=== Текстовый блок ===

В государственных цирках


Мы получили контракт в Ростов-на-Дону. Здание цирка произвело на нас большое впечатление. За исключением Киева нам не приходилось работать в таком уютном и теплом помещении. Еще больше нас поразила программа, состоявшая в основном из номеров иностранных артистов.

Я иногда слышу, что раньше иностранные номера были сильнее, чем сейчас. Это неверно. Просто несоизмеримо вырос советский цирк. И наши требования стали иными, чем они были тридцать лет назад. В те же годы иностранные артисты действительно поражали своим мастерством и оформлением номеров.

К этому времени наш отец бросил работу в воздушном номере. Мы теперь каждый день репетировали на двойной проволоке, осваивая все новые и новые трюки. Тот, кто видел нас в 1928 году, спустя пять-шесть лет мог не узнать номера.

=== Фрагмент листинга ===

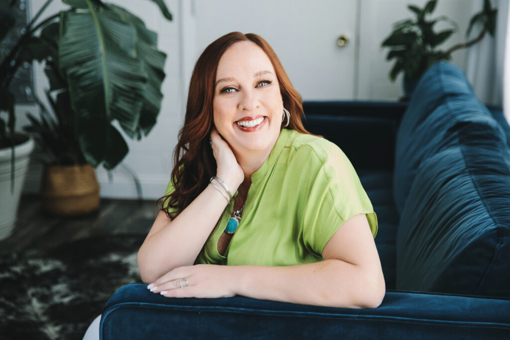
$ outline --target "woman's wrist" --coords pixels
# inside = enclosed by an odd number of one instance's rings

===

* [Ваши задания]
1: Объясните, пожалуйста, почему в тексте о цирке утверждение, что раньше иностранные номера были сильнее, названо неверным. Ответ дайте в одном–трёх предложениях.
2: Ответьте на вопросы по тексту о цирке:
(a) В какой город был получен контракт?
(b) В каком ещё городе, кроме этого, артистам доводилось работать в таком же уютном и тёплом помещении?
(c) На каком снаряде они теперь каждый день репетировали?
3: Повторите дословно отрывок из текста о цирке между словами «Я иногда слышу, что» и «и оформлением номеров.», включительно.

* [Решённые задания]
1: Советский цирк несоизмеримо вырос, и требования к номерам стали иными, чем тридцать лет назад. Поэтому иностранные номера лишь кажутся теперь слабее прежних.

2:
(a) В Ростов-на-Дону.
(b) В Киеве.
(c) На двойной проволоке.

3:
Я иногда слышу, что раньше иностранные номера были сильнее, чем сейчас. Это неверно. Просто несоизмеримо вырос советский цирк. И наши требования стали иными, чем они были тридцать лет назад. В те же годы иностранные артисты действительно поражали своим мастерством и оформлением номеров.